**Exercise passage:**
We honour women across Hamilton, Ontario, Canada and the world on International Women’s Day. According to the United Nations, this day is when women are recognized for their achievements without regard to divisions, whether national, ethnic, linguistic, cultural, economic or political. While this notion is admirable, the reality is that we cannot celebrate all women without focusing on how women from different backgrounds and experiences shape women’s rights and women’s participation in society, be it socially, economically, culturally, and politically.
At the Hamilton Centre for Civic Inclusion, we have learned from Black educators like Audre Lourde and others that racialized women in the world continue to experience patriarchy, racism, ableism, sexism, misogyny, misogynoir and other forms of oppression in interlocking ways. These lessons have called for solidarity and action to build a more just society.
Building a just society requires upsetting the status quo. We remember the 1908 garment workers’ strike in New York, where women protested against working conditions. We remember when the Socialist Party of America honoured women on 28th February 1909. We remember Mothers of the Plaza de Mayo responding to crimes against humanity in Argentina. We remember Marielle Franco, who fought with poor Black women and advocated for LGBTQ+ rights in the favelas of Brazil. We remember Indigenous women (Idle No More) fighting the Canadian government’s dismantling of environmental protection laws, endangering First Nations living on Turtle Island. We remember racialized women working within the health care system that has borne the brunt of COVID.
We remember all the above women and more because while many may say progress has been made, women worldwide and in Hamilton are still underpaid, employed less, face sexual and physical violence, and other oppressions and inequities.
We honour the women working at HCCI. Since 2016 our Senior Program Coordinator Sarah Jama has spearheaded our Black Youth Mentorship Program – which mentored over 100 youth. She has fostered an environment of community and civic engagement by focusing on disability justice, housing, anti-racism and anti-oppression. During the COVID pandemic, Sarah Jama (Disability Justice Network of Ontario) and other community leaders started Caremongering Hamilton, a community-led mutual aid project that has fed hundreds of families in Hamilton.
We honour the women working at HCCI. Rose Senat has been with HCCI since 2019. During her time with the organization, she has supported Black youth in accessing post-secondary education. Through her youthful exuberance and passion for excellence, she has connected Black youth to Black mentors to shepherd youth as they think about their career pathways. In addition to her work with Black youth, Rose started her clothing brand “take up space,” – a socially conscious brand that artistically challenges the obscurity and erasure that women of colour experience in all spaces of our society.

**What the exercise asks:** Rewrite everything in the International Women's Day statement from "We remember all" down to "families in Hamilton.", putting "led" in place of "spearheaded". The lines after this point are separate material, unrelated to the International Women's Day statement.

**Data segment:**

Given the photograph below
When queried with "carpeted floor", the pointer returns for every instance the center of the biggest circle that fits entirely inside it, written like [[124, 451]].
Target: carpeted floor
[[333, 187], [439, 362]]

**Output of the exercise:**
We remember all the above women and more because while many may say progress has been made, women worldwide and in Hamilton are still underpaid, employed less, face sexual and physical violence, and other oppressions and inequities.
We honour the women working at HCCI. Since 2016 our Senior Program Coordinator Sarah Jama has led our Black Youth Mentorship Program – which mentored over 100 youth. She has fostered an environment of community and civic engagement by focusing on disability justice, housing, anti-racism and anti-oppression. During the COVID pandemic, Sarah Jama (Disability Justice Network of Ontario) and other community leaders started Caremongering Hamilton, a community-led mutual aid project that has fed hundreds of families in Hamilton.